## Records for processing
━━━━━━━━━━━━━━━━━━━━

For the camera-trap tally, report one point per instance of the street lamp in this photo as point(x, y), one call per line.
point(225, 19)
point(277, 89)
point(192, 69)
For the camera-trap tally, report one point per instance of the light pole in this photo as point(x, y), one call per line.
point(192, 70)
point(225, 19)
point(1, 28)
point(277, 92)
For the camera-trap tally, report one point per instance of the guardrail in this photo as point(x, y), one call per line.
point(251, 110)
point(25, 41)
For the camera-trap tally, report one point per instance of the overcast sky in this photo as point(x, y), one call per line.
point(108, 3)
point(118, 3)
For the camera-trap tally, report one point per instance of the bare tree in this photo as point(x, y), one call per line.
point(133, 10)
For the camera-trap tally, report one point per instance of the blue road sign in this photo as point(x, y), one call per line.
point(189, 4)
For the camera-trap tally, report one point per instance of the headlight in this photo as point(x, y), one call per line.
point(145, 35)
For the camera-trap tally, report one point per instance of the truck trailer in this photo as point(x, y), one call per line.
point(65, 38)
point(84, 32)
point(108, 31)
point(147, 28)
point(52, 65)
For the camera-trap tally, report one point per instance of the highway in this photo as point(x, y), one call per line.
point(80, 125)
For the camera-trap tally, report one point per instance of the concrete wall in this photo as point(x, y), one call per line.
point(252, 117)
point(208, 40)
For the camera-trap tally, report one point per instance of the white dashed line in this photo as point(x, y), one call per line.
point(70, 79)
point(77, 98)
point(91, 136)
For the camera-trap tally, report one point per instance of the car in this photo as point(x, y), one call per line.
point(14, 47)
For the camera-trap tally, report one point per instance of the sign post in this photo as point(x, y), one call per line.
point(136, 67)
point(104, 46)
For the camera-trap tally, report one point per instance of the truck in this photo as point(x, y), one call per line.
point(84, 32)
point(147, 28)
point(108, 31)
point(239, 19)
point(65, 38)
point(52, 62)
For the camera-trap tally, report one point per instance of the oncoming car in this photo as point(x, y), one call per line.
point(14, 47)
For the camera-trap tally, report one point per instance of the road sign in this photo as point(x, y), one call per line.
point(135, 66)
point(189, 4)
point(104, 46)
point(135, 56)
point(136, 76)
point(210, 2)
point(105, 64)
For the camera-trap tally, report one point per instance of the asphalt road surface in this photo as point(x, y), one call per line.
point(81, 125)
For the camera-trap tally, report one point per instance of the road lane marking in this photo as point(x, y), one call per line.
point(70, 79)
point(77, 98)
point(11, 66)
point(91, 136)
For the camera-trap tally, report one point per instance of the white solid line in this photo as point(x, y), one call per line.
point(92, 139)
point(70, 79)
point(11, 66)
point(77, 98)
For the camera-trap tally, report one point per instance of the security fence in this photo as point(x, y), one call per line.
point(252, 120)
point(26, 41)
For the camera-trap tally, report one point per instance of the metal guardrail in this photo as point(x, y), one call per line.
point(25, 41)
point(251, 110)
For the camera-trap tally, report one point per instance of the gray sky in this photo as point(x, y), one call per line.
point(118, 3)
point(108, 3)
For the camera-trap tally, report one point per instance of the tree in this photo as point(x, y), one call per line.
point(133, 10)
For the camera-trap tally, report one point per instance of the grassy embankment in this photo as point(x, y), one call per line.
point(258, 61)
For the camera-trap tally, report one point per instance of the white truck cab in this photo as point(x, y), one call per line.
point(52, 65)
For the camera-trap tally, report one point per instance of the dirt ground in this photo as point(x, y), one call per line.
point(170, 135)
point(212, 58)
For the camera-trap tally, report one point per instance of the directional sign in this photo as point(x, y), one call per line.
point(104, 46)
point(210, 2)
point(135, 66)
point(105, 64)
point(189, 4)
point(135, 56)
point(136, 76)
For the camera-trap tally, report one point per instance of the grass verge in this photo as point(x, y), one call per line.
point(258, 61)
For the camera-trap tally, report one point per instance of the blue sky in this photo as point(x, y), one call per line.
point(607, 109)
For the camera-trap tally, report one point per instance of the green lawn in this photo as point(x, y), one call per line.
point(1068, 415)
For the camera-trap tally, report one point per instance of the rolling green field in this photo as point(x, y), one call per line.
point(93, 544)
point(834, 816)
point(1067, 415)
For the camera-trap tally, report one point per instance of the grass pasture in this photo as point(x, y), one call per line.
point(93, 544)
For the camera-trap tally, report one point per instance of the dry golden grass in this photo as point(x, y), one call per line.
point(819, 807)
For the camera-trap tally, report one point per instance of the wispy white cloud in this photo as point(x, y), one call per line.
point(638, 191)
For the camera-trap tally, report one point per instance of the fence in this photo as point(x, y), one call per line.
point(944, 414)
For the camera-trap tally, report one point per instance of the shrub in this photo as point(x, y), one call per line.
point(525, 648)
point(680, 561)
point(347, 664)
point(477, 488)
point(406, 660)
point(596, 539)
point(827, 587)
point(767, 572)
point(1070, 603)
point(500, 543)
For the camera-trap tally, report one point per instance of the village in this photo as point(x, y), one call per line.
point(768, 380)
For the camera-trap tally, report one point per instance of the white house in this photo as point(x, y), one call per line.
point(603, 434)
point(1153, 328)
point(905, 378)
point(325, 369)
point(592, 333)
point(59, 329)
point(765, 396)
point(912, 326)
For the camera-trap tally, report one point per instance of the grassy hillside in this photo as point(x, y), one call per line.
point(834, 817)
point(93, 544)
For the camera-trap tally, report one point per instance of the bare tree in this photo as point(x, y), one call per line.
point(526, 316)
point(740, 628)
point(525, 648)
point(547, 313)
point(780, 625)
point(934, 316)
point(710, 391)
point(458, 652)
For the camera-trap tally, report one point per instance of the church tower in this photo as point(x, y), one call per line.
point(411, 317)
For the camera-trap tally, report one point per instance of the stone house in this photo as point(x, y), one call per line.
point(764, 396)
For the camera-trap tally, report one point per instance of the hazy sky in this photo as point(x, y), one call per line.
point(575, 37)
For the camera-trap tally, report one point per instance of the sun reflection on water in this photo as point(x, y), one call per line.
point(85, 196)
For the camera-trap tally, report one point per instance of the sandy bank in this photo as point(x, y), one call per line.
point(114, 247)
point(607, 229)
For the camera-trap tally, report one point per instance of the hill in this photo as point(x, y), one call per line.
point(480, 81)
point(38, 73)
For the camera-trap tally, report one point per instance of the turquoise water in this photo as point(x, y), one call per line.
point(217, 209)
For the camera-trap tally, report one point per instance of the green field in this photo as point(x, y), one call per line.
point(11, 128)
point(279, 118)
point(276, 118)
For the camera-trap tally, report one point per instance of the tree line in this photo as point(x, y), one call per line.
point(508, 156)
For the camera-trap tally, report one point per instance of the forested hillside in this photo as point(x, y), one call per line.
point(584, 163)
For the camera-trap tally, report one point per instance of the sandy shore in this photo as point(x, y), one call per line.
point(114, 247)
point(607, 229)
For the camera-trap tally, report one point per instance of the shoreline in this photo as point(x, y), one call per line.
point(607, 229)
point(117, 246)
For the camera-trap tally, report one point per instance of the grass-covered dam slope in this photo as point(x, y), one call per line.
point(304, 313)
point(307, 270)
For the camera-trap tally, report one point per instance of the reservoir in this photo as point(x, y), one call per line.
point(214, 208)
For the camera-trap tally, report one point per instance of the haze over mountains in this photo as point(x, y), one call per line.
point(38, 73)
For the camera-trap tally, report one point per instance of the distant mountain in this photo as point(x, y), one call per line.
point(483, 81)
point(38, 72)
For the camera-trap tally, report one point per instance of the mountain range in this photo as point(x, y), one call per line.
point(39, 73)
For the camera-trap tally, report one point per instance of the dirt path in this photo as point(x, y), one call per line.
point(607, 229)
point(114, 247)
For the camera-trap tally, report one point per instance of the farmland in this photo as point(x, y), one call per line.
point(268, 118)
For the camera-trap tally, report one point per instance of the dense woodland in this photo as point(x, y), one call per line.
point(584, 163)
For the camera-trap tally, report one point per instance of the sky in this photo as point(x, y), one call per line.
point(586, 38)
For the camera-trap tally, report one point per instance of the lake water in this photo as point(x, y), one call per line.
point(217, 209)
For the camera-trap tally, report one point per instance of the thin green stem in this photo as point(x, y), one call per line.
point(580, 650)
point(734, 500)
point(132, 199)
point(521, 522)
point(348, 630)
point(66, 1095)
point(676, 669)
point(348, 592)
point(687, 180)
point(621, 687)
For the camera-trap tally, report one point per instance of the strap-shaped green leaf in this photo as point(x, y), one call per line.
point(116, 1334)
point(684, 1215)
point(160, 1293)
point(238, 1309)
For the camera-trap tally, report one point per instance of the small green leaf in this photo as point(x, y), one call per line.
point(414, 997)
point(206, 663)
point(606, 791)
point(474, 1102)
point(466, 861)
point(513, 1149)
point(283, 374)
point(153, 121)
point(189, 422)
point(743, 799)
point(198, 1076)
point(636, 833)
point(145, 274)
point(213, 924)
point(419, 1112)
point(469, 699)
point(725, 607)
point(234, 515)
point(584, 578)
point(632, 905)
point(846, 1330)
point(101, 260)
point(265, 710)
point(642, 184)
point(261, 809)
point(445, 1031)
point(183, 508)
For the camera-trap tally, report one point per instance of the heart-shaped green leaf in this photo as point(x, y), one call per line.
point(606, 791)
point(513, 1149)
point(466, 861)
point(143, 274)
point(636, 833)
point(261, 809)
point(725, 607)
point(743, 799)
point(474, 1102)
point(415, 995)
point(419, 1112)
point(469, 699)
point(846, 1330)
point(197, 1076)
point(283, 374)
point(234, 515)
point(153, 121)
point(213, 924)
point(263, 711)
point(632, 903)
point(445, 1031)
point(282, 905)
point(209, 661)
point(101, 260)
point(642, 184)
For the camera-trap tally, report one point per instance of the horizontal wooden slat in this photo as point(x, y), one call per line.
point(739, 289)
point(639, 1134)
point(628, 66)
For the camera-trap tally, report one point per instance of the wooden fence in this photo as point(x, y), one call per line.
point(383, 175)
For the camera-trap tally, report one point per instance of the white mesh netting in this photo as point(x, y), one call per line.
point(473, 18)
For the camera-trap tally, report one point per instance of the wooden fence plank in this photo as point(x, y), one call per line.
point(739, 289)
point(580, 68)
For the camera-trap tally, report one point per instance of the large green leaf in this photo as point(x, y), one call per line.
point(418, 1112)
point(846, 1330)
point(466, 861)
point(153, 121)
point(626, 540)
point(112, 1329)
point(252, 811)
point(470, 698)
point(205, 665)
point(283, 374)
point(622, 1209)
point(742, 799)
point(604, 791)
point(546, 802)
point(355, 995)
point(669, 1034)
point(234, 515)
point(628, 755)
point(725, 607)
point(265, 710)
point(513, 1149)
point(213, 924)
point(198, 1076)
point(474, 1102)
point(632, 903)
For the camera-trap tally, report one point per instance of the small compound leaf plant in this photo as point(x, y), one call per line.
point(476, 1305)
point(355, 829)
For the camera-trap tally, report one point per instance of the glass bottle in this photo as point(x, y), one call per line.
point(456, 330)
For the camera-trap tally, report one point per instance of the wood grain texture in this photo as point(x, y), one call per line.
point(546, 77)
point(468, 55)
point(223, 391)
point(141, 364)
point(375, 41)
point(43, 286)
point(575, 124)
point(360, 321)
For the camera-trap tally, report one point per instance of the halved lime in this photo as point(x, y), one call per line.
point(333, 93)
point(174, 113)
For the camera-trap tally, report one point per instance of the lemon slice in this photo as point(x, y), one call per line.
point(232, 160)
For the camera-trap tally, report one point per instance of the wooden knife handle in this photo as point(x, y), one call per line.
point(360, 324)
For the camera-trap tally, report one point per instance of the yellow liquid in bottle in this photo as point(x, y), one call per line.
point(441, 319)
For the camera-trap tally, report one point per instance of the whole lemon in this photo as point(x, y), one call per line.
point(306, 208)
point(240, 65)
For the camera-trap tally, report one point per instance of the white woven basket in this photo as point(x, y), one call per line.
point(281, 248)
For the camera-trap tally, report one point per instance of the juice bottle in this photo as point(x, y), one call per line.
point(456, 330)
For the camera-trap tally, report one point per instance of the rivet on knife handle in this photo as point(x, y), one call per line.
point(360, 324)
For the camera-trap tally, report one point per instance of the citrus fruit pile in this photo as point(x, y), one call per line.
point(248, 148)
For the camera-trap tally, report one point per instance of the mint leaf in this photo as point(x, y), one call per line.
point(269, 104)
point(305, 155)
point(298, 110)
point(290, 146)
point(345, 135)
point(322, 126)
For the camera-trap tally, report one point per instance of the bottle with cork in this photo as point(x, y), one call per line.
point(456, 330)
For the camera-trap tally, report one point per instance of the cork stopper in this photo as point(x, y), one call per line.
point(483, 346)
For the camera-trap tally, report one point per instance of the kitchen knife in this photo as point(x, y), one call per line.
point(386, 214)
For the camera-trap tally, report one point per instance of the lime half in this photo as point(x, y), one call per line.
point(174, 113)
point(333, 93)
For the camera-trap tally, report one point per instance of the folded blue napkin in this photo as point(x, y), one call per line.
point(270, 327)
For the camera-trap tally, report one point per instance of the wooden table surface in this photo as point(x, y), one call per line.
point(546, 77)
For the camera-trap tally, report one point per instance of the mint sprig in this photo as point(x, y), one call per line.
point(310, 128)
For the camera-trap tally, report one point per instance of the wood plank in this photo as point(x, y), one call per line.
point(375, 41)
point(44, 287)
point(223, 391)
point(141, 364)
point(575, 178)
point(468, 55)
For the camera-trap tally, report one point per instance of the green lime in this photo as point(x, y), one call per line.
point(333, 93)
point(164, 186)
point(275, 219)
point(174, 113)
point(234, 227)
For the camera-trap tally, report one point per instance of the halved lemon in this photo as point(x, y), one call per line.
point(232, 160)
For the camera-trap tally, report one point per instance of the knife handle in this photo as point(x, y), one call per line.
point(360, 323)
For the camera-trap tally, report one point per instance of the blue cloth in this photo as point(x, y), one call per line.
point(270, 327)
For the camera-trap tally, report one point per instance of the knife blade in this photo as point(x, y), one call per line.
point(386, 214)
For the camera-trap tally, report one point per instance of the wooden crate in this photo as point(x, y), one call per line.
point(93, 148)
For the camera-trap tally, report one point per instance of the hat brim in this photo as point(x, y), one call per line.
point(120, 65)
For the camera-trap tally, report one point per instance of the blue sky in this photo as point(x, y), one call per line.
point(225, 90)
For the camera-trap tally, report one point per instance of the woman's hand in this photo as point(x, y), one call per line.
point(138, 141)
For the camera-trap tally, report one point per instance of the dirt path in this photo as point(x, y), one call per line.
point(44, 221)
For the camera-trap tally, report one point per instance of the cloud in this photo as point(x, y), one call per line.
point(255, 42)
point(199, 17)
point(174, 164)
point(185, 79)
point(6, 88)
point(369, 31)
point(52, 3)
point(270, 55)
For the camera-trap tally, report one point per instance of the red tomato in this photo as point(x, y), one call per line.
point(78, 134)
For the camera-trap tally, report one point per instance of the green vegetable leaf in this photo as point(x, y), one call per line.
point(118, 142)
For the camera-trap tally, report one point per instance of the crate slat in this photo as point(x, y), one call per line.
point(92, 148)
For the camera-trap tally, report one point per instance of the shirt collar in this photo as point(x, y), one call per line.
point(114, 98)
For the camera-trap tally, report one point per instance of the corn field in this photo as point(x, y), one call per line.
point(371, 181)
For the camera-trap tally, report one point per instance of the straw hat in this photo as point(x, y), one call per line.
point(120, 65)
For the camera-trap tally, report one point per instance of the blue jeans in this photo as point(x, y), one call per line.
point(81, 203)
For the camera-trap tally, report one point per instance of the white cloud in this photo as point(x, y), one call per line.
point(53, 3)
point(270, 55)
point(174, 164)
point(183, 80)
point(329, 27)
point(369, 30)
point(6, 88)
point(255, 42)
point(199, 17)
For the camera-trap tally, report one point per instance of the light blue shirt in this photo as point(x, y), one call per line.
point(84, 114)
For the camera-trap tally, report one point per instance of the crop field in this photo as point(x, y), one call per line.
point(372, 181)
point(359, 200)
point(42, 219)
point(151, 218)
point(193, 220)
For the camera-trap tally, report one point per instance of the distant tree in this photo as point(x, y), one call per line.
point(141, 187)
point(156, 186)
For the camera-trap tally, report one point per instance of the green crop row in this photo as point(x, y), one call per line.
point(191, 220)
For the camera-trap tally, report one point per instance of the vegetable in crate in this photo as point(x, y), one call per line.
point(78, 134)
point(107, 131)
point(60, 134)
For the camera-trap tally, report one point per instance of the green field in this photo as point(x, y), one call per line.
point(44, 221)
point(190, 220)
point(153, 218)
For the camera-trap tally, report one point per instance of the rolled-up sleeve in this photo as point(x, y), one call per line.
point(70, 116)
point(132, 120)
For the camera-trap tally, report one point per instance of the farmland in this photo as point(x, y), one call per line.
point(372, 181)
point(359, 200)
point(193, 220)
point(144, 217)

━━━━━━━━━━━━━━━━━━━━

## Objective
Reproduce only the lines running from the one that contains "of the shirt" to the last line of the records.

## Result of this task
For the camera-trap tally, report one point per instance of the shirt collar in this photo as point(x, y), one call per line.
point(114, 98)
For the camera-trap tally, report one point per instance of the corn field in this photo as point(x, y), one call per line.
point(371, 181)
For the camera-trap tally, report one point per instance of the straw hat in this photo as point(x, y), one call per line.
point(120, 65)
For the camera-trap tally, report one point per instance of the blue jeans in this photo as point(x, y), one call per line.
point(81, 203)
For the camera-trap tally, report one point per instance of the white cloud in this photo as point(x, y), one call per line.
point(53, 3)
point(270, 55)
point(174, 164)
point(183, 80)
point(329, 27)
point(369, 30)
point(6, 88)
point(255, 42)
point(199, 17)
For the camera-trap tally, report one point per instance of the light blue shirt in this photo as point(x, y), one call per line.
point(84, 114)
For the camera-trap tally, report one point per instance of the crop field in this photo as point(x, y), one call per line.
point(372, 181)
point(359, 200)
point(42, 219)
point(151, 218)
point(193, 220)
For the camera-trap tally, report one point per instance of the distant tree in this photo as point(x, y), one call per line.
point(141, 187)
point(156, 186)
For the camera-trap tally, report one point per instance of the green crop row in this photo as point(x, y), one call per line.
point(191, 220)
For the camera-trap tally, report one point per instance of the vegetable in crate in this photo as point(x, y), one call per line.
point(78, 134)
point(107, 131)
point(60, 134)
For the camera-trap tally, report one point per instance of the green field in this photo as point(x, y), one call per line.
point(44, 221)
point(190, 220)
point(153, 218)
For the camera-trap tally, report one point per instance of the rolled-up sleeve in this photo as point(x, y), one call per line.
point(70, 116)
point(132, 120)
For the camera-trap tally, report one point per instance of the farmland in this photo as point(x, y), one call per line.
point(372, 181)
point(359, 200)
point(193, 220)
point(144, 217)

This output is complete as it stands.